■ **TASK**: Could you write out the SageMaker training queue walkthrough again from "## Create TrainingQueue" to "queue = TrainingQueue(JOB_QUEUE_NAME)", changing "SageMaker Python SDK" to "SageMaker SDK"?

### DOCUMENT EXCERPT ###

JOB_QUEUE_NAME = "my-sm-training-fifo-jq"
SERVICE_ENVIRONMENT_NAME = "my-sm-training-fifo-se"

# Create ServiceEnvironment and JobQueue
resource_manager = AwsBatchResourceManager(get_batch_boto_client())
resources = create_resources(
    resource_manager, JOB_QUEUE_NAME, SERVICE_ENVIRONMENT_NAME, max_capacity=1
)

## Create Hello World Estimator 
Now that our resources are created, we'll construct a simple Estimator.

In [4]:
from sagemaker.estimator import Estimator
from sagemaker import get_execution_role

role = get_execution_role()
hello_world_estimator = Estimator(
    image_uri=image_uri,
    role=role,
    instance_count=INSTANCE_COUNT,
    instance_type=INSTANCE_TYPE,
    volume_size=1,
    base_job_name=TRAINING_JOB_NAME,
    container_entry_point=["echo", "Hello", "World"],
    max_run=MAX_RUN_TIME,
)

# This is typically where one would invoke estimator.fit().  Instead, submit to a queue below.

## Create TrainingQueue object
Using our queue is as easy as referring to it by name in the TrainingQueue contructor. The TrainingQueue class within the SageMaker Python SDK provides built in support for working with Batch queues.

In [None]:
from sagemaker.aws_batch.training_queue import TrainingQueue, TrainingQueuedJob

# Construct the queue object using the SageMaker Python SDK
queue = TrainingQueue(JOB_QUEUE_NAME)
logger.info(f"Using queue: {queue.queue_name}")

## Submit Some Training Jobs
Submitting your job to the queue is done by calling queue.submit.  This particular job doesn’t require any data, but in general, data should be provided by specifying inputs.

In [None]:
# Submit first job
training_queued_job_1: TrainingQueuedJob = queue.submit(
    training_job=hello_world_estimator, inputs=None
)
logger.info(
    f"Submitted job '{training_queued_job_1.job_name}' to TrainingQueue '{queue.queue_name}'"
)

# Submit second job
training_queued_job_2: TrainingQueuedJob = queue.submit(
    training_job=hello_world_estimator, inputs=None
)
logger.info(
    f"Submitted job '{training_queued_job_2.job_name}' to TrainingQueue '{queue.queue_name}'"
)

## Terminate a Job in the Queue
This next cell shows how to terminate an in queue job.

In [None]:
logger.info(f"Terminating job: {training_queued_job_2.job_name}")
training_queued_job_2.terminate()

## Monitor Job Status
This next cell shows how to list the jobs that have been submitted to the TrainingQueue.  The TrainingQueue can list jobs by status, and each job can be described individually for more details.  Once a TrainingQueuedJob has reached the STARTING status, the logs can be printed from underlying SageMaker training job.

In [None]:
import time


def list_jobs_in_training_queue(training_queue: TrainingQueue):
    """

### LISTED ENTRIES ###

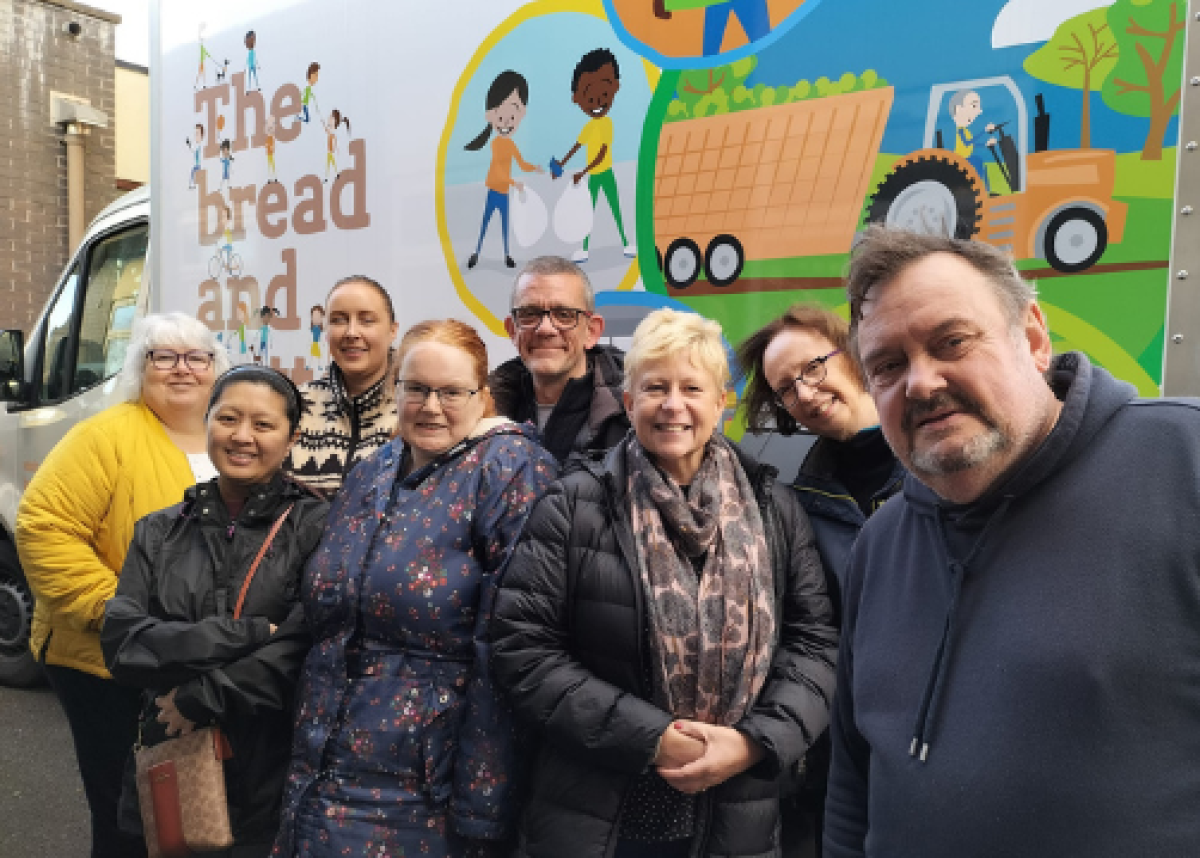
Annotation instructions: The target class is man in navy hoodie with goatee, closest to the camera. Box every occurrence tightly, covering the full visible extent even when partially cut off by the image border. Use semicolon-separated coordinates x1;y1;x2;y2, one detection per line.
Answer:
824;227;1200;858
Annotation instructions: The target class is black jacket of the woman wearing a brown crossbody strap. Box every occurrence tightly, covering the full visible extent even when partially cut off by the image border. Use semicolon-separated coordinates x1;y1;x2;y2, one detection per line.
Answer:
100;476;328;840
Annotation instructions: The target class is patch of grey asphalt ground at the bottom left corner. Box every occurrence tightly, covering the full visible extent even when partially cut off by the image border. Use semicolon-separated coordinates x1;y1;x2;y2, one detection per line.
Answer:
0;686;91;858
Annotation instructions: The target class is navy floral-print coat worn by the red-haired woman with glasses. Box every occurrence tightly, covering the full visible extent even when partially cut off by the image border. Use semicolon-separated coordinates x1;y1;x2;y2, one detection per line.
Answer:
274;420;556;858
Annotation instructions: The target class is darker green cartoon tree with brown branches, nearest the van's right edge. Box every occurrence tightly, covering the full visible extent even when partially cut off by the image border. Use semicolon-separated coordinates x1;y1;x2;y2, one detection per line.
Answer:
1102;0;1186;161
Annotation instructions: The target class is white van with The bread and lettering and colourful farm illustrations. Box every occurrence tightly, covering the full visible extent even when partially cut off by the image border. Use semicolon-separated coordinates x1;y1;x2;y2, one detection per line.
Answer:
0;0;1200;683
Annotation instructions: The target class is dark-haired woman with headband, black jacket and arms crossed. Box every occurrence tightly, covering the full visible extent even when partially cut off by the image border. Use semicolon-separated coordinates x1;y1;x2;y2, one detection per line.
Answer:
101;365;328;858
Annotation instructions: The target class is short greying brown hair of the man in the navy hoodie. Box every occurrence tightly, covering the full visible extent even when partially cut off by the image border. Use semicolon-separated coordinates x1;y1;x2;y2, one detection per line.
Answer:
846;224;1038;360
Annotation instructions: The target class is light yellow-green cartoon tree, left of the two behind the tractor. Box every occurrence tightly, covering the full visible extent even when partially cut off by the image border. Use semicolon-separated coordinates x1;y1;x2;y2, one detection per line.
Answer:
1025;8;1118;149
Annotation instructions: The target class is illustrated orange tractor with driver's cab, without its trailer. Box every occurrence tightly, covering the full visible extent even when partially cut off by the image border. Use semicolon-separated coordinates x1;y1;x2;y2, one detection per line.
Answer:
866;76;1128;272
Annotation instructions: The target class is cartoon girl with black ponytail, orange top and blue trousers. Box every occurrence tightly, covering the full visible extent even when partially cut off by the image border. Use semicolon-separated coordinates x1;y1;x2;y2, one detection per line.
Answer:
463;70;545;268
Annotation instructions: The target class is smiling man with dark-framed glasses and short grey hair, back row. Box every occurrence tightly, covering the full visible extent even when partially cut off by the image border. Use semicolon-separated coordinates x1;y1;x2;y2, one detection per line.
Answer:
488;256;629;464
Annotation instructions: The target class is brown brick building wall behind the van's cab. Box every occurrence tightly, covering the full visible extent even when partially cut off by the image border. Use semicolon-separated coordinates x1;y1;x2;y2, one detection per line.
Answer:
0;0;119;331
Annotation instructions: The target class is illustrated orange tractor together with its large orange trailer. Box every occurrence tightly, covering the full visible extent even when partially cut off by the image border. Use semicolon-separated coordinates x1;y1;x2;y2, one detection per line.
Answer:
654;76;1128;290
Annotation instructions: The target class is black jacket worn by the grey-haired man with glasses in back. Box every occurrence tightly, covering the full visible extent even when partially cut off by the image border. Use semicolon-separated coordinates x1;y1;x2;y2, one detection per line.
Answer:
487;346;629;464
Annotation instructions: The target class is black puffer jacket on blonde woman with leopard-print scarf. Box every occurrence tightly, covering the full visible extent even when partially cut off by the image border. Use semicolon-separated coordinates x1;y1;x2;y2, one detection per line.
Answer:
492;440;838;858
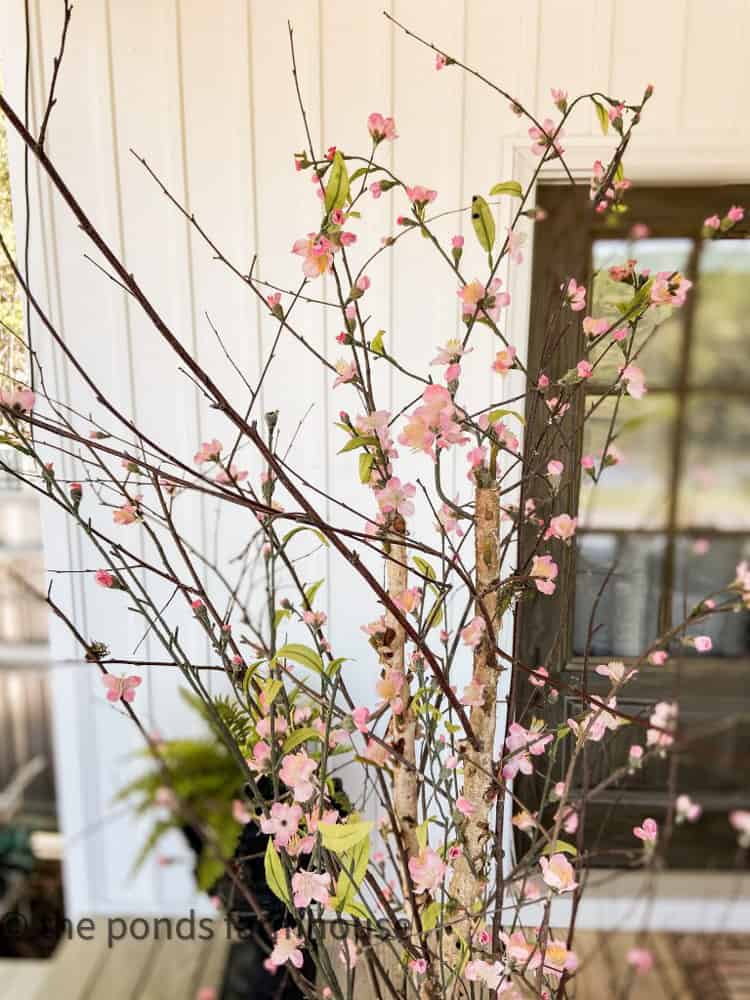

###

■ **YOUR RESPONSE**:
## Create TrainingQueue object
Using our queue is as easy as referring to it by name in the TrainingQueue contructor. The TrainingQueue class within the SageMaker SDK provides built in support for working with Batch queues.

In [None]:
from sagemaker.aws_batch.training_queue import TrainingQueue, TrainingQueuedJob

# Construct the queue object using the SageMaker SDK
queue = TrainingQueue(JOB_QUEUE_NAME)